■ WHAT TO WORK ON ■
Where does "windshield" appear in the data? Return each line that holds it.

■ RECORDED DATA ■
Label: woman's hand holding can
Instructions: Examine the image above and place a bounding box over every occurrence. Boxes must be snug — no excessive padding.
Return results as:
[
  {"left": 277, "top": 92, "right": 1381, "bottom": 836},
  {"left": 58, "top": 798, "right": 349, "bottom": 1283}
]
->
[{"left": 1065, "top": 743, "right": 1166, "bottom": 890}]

---

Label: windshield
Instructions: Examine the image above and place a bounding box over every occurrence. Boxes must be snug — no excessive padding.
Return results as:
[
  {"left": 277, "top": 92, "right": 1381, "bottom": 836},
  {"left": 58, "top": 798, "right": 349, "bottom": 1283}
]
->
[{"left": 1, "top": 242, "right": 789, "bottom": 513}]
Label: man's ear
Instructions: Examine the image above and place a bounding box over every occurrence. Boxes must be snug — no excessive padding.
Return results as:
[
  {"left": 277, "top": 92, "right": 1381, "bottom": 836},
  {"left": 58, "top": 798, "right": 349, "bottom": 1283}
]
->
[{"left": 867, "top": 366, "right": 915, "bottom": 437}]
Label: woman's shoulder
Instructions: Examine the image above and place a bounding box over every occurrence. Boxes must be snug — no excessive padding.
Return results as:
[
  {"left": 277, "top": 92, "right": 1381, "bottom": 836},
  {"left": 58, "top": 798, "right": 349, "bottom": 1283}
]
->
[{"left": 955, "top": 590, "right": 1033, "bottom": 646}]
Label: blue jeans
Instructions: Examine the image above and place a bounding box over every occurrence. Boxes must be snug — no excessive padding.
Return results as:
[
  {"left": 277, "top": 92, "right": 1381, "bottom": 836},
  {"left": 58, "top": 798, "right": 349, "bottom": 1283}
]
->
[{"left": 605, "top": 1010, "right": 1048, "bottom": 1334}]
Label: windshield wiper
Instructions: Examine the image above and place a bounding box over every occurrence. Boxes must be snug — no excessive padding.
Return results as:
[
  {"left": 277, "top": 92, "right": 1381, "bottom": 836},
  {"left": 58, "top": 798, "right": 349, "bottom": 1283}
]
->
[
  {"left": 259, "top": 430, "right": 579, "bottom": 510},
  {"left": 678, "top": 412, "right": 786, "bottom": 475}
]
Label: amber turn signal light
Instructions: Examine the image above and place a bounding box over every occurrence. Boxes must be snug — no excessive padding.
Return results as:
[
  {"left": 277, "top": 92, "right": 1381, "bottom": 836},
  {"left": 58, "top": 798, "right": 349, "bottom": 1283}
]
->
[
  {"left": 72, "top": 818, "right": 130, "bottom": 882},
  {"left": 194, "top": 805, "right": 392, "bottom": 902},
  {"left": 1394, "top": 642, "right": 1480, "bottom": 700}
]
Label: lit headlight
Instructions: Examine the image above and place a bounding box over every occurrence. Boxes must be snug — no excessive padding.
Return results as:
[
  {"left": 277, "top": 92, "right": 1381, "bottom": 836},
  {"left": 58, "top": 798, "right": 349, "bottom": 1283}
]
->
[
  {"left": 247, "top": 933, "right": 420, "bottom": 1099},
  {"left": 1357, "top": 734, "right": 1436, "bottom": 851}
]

---

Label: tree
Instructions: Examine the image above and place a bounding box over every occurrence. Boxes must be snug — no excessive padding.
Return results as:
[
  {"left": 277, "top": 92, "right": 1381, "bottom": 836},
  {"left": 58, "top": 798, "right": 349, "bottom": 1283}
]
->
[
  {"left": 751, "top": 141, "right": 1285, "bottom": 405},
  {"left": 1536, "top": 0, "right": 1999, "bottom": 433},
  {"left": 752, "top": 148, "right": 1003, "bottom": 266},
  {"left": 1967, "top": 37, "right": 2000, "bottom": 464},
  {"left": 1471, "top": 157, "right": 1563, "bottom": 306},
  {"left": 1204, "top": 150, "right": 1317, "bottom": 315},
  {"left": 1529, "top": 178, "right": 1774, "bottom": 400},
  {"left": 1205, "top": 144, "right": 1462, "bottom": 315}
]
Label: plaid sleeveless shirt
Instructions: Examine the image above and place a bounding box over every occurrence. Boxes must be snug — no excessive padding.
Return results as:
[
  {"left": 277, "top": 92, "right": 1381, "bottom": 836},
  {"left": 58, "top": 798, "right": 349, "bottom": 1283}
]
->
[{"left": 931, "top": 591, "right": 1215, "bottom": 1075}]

■ EXERCISE ANSWER ■
Label: windshield
Label: windshield wiper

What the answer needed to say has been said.